[Part of a data file]
** start **
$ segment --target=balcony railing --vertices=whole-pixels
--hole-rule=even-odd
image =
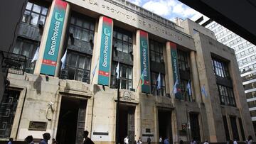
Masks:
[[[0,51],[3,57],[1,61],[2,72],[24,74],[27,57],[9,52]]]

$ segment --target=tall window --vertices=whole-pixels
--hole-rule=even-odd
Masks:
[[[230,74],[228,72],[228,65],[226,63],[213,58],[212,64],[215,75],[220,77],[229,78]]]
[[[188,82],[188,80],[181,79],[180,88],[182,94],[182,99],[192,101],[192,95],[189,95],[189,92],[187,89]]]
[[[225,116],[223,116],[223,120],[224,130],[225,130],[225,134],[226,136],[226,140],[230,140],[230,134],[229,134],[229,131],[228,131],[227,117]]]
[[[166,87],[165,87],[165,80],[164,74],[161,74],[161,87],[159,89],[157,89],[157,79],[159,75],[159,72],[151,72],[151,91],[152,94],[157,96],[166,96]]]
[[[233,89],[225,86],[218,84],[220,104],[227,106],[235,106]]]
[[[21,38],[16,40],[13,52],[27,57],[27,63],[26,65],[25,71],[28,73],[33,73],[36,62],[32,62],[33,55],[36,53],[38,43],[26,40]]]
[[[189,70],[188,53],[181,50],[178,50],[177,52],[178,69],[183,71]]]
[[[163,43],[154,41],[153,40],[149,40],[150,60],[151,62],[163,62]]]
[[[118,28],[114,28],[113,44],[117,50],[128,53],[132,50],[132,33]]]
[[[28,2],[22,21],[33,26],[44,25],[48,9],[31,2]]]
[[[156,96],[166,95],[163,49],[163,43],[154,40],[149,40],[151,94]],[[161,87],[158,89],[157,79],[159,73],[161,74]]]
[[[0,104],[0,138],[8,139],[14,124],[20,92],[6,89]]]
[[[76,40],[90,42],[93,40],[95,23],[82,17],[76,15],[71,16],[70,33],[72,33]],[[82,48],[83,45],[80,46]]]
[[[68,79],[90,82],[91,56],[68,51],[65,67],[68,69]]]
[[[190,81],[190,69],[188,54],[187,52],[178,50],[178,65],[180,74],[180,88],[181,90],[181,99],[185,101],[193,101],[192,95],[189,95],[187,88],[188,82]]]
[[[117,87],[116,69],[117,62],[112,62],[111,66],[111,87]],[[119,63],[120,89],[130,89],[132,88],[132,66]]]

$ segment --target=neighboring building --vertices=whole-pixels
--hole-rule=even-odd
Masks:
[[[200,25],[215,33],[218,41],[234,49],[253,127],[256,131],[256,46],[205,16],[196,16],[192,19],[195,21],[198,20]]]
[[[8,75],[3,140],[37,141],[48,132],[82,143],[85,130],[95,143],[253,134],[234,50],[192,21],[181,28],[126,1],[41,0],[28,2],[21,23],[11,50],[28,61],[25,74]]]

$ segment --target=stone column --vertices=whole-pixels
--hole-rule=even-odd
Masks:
** end **
** start **
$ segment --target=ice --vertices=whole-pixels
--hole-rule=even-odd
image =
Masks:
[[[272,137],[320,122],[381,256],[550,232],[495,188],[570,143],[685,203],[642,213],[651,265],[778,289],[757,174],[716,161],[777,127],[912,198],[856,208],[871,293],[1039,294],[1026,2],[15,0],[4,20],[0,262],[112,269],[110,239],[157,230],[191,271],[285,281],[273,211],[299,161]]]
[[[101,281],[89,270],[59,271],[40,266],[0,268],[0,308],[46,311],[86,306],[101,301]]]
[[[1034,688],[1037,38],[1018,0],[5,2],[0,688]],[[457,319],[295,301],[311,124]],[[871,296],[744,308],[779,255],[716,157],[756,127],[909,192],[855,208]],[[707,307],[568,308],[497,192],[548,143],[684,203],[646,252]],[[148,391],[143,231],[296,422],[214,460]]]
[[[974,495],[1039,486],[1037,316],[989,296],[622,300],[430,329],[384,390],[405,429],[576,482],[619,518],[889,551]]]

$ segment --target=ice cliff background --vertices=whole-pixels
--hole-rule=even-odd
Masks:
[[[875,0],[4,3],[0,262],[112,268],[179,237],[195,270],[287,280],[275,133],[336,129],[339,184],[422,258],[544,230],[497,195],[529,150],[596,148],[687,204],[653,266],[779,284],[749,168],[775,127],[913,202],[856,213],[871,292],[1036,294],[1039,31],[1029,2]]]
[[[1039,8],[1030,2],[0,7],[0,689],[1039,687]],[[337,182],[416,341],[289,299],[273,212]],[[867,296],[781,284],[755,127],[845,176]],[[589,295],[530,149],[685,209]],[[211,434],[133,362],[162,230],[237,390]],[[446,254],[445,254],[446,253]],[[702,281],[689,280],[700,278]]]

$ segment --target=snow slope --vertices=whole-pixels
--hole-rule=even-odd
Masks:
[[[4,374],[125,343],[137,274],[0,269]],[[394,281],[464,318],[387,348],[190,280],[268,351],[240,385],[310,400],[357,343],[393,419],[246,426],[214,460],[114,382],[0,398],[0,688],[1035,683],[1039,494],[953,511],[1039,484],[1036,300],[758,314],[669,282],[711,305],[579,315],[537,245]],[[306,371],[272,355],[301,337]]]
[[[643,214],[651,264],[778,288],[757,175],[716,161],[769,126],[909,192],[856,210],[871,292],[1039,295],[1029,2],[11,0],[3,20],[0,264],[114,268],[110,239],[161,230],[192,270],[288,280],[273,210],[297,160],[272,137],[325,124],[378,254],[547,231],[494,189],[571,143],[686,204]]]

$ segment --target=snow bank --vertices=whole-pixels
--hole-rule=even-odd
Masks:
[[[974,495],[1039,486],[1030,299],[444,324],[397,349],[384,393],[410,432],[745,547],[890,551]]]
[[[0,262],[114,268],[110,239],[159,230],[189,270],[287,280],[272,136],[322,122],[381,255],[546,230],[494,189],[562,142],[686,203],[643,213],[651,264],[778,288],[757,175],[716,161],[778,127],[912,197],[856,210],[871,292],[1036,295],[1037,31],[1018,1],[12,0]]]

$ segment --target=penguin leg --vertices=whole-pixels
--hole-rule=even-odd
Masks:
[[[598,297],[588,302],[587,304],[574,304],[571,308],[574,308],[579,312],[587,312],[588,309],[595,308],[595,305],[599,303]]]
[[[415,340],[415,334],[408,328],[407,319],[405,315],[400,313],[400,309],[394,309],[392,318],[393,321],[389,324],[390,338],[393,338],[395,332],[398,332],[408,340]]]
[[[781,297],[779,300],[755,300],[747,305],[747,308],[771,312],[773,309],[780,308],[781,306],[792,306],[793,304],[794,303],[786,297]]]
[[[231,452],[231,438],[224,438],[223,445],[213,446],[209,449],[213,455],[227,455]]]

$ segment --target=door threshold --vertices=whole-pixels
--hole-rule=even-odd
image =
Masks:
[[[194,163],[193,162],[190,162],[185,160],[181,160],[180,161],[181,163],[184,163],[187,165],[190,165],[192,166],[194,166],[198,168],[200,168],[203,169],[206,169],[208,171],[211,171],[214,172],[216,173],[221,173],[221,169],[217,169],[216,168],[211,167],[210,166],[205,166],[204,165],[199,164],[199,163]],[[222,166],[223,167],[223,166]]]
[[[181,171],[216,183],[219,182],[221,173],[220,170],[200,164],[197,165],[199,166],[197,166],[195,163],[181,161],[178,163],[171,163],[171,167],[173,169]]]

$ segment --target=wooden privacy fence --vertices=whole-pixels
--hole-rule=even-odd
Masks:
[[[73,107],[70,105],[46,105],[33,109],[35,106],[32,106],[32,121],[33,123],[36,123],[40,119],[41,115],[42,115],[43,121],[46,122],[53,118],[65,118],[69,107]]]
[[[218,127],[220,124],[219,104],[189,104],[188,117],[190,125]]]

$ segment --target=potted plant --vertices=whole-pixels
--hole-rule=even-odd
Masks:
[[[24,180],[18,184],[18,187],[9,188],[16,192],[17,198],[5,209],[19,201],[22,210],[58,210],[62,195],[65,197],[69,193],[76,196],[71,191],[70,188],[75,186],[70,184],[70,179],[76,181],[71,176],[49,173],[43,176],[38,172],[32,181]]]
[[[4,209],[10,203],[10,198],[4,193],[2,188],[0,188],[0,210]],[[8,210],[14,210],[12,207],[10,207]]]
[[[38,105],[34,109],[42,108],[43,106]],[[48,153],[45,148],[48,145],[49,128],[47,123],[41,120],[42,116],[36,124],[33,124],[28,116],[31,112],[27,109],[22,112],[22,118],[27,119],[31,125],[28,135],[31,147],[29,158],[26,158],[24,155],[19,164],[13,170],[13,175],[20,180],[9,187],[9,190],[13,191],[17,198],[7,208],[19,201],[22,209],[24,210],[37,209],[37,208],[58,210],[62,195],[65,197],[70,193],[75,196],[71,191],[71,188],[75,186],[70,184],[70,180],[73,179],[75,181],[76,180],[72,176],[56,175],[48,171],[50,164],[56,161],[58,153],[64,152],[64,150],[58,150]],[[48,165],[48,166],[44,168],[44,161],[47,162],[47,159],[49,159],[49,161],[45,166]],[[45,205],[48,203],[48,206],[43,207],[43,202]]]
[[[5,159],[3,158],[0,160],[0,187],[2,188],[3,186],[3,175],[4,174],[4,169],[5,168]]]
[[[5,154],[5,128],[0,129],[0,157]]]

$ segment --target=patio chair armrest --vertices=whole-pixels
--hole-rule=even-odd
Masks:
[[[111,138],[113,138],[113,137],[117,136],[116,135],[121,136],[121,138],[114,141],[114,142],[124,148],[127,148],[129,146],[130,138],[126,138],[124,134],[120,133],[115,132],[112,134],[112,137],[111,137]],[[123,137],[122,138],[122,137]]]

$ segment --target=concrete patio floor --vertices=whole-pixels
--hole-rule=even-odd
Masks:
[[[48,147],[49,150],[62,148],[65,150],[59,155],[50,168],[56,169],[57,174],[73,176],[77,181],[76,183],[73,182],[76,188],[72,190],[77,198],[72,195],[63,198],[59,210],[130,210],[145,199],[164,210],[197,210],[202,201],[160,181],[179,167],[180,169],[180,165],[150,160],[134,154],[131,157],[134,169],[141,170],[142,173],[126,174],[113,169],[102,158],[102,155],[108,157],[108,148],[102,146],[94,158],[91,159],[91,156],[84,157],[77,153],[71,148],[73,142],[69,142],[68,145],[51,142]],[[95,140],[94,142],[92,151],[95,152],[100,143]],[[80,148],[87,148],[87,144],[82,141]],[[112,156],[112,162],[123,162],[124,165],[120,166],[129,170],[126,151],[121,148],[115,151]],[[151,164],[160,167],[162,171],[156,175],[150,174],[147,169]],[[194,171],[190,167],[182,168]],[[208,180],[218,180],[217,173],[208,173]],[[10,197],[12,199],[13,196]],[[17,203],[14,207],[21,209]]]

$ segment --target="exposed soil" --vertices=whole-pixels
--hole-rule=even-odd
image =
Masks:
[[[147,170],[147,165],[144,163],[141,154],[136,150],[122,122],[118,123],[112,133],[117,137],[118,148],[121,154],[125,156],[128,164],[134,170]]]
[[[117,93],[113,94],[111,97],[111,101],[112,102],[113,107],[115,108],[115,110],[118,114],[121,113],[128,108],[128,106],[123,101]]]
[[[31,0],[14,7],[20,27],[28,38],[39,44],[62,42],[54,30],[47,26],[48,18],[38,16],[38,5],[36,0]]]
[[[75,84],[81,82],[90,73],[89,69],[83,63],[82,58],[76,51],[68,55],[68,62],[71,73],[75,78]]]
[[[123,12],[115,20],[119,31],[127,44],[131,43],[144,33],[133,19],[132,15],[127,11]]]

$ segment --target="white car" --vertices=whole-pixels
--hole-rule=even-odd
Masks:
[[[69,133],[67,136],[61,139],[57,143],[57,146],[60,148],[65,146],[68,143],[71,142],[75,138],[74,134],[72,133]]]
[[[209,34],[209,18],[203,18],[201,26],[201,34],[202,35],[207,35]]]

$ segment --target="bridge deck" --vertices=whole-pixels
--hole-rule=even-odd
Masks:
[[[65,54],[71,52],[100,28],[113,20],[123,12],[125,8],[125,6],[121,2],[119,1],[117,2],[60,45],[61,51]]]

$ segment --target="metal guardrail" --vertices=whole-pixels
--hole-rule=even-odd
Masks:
** end **
YOUR OBJECTIVE: State how many lines of the material contain the string "snow", giving only the number.

SOLUTION TO THIS EXERCISE: 2